Records from a data collection:
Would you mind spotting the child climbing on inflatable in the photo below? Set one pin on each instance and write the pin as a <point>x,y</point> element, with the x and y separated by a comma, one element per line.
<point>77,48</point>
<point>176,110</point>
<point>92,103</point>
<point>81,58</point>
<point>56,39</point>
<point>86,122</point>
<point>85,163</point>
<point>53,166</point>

EXERCISE GOAL:
Please give the records again exactly as they are.

RESPONSE:
Would you mind spotting the child climbing on inflatable in the photo below? Set one pin on each instance and write the pin as a <point>x,y</point> element, with the x and y separated by a comma, one element per line.
<point>77,48</point>
<point>176,110</point>
<point>92,103</point>
<point>81,58</point>
<point>56,39</point>
<point>86,122</point>
<point>85,163</point>
<point>53,166</point>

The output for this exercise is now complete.